**KUTIPAN SUMBER:**
----------
Menurut pendapatnya, selama ini pendidikan di
sekolah telah membelenggu
perkembangan pribadi dan masyarakat, oleh karena itu kalau masyarakat
mau maju harus dibebaskan dari sekolah, masyarakat akan berkembang melalui
jaringan belajar.
Belajar berlangsung sepanjang hayat, karena itu mitos bahwa belajar
hanya berlangsung di sekolah adalah keliru. Belajar yang sebenarnya berlangsung
lebih banyak di luar sekolah dan tanpa arahan guru. Obyek untuk pendidikan atau
sumber untuk memperoleh pengetahuan adalah perpustakaan, laboratorium, workshops,
galeri seni, dan lain-lain dimana ada tempat dan sarana yang memungkinkan untuk
belajar.
6.
Paulo Freire
Paulo Freire (1921 - 1997) adalah seorang ahli pendidikan Brazilia,
dan pernah menjabat sebagai sekretaris Departemen Pendidikan Kota Sao Paolo.
Dalam posisinya itu dia telah berusaha menerapkan teori dan konsep
pendikdikannya, yang banyak menghadapi tantangan dari mereka yang berpandangan
konservatif.
Menurut Freire pendidikan
adalah usaha memanusiakan
manusia, tujuan pendidikan
adalah pembebasan yang permanen.
Pembebasan permanen ini berlangsung dalam dua tahap : pertama tahap
kesadaran akan penindasan,
dan kedua membangun
kemantapan dengan aksi budaya yang membebaskan. Untuk itu semua pihak
harus berpartisipasi dalam pendidikan. Freire sangat prihatin dengan makin
lebarnya kesenjangan antara yang kaya dan miskin. Sementara itu dia mengamati
bahwa sekolah telah menjadi elitis, dan terisolasi dengan masyarakat. Prinsip
dasar pendidikan menurut Freire adalah belajar bertolak dari realitas yang
nyata, kemudian dibawa dalam program pembelajaran, dan akhirnya kembali ke
realitas nyata dengan praksis baru.
7.
Ki Hajar Dewantara
Ki Hajar Dewantara (1889 - 1959) seorang tokoh pendidikan Indonesia
yang memprakarsai berdirinya lembaga pendidikan Taman Siswa. Dia lebih terkenal
dengan filsafat pendidikannya tut wuri handayani, ing madya mangun karsa, ing
ngarsa sung tulada. Dewantara mengklasifikasikan tujuan pendidikan dengan
istilah tri-nga (tiga nga - nga adalah huruf terakhir dalam abjad Jawa Ajisaka).
Nga pertama adalah ngerti (memahami atau aspek intelektual), nga kedua ngrasa
(merasakan atau aspek afeksi), dan nga ketiga adalah nglakoni (mengerjakan atau
aspek psikomotorik). Rumusan ini telah
dilakukan sekitar 20 tahun
sebelum Bloom dkk.
merumuskan taksonomi tujuan pendidikan
yang meliputi aspek
kognitif, afektif dan
psikomotor.
----------
**DATA:**
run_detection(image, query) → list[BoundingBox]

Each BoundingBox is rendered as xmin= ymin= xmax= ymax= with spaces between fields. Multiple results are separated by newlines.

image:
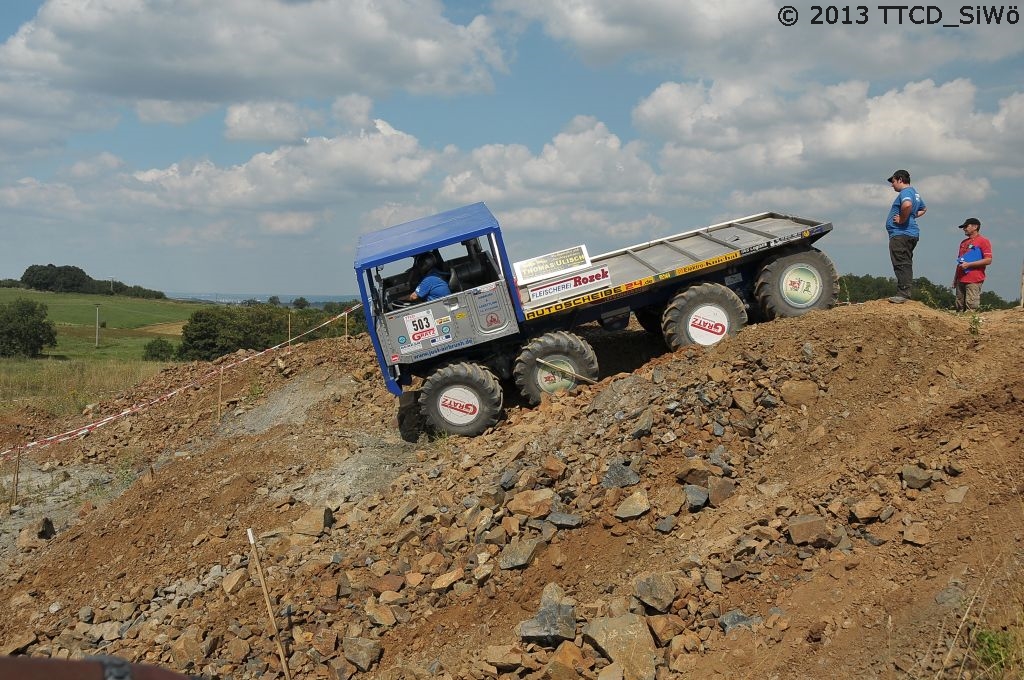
----------
**LANGKAH KERJA:**
- a) Tentukan apakah tiap pernyataan berikut sesuai dengan kutipan tentang tokoh pendidikan di atas. (i) Menurut Freire, tujuan pendidikan adalah pembebasan yang permanen. (ii) Paulo Freire pernah menjabat sebagai menteri pendidikan Brasil. (iii) Rumusan tri-nga Ki Hajar Dewantara dibuat sesudah Bloom dkk. merumuskan taksonomi tujuan pendidikan. Jawab setiap pernyataan dengan ya atau tidak, lalu kutip kata-kata penentunya dari teks.
- b) Teruskan kutipan tentang tokoh pendidikan di atas mulai dari kalimat sesudah kalimat terakhirnya.

**JAWABAN TUGAS:**
- a)
(i) Ya: "tujuan pendidikan adalah pembebasan yang permanen."
(ii) Tidak: "pernah menjabat sebagai sekretaris Departemen Pendidikan Kota Sao Paolo."
(iii) Tidak: "Rumusan ini telah dilakukan sekitar 20 tahun sebelum Bloom dkk. merumuskan taksonomi tujuan pendidikan"

- b)
Menurut Dewantara, adalah
hak tiap orang untuk mengatur diri sendiri, oleh karena itu pengajaran
harus mendidik anak menjadi manusia yang merdeka batin, pikiran dan tenaga.
Pengajaran jangan terlampau mengutamakan kecerdasan pikiran karena hal itu
dapat memisahkan orang terpelajar dengan rakyat.
8.
Mohammad Syafei
Mohammad Syafei (1896 - 1969)
seorang tokoh pendidikan yang mendirikan sekolah Kayutanam di Sumatera
Barat. Dasar pendidikan menurut Syafei adalah : berpikir secara logis dan
rasional dan meninggalkan cara berpikir mistik dan takhayul; isi pendidikan
disesuaikan dengan kebutuhan masyarakat; dan kegunaan hasil pendidikan untuk
kemajuan masyarakat. Pendidikan harus berhasil menanamkan rasa percaya diri dan
berani bertanggung jawab. Menurut Syafei masyarakatlah yang menilai lulusan dan
memberikan “ijazah” atau pengakuan, jadi tidak perlu mengikuti aturan
pemerintah (zaman penjajahan Belanda) yang mendidik secara elitis untuk
kepentingan penjajahan.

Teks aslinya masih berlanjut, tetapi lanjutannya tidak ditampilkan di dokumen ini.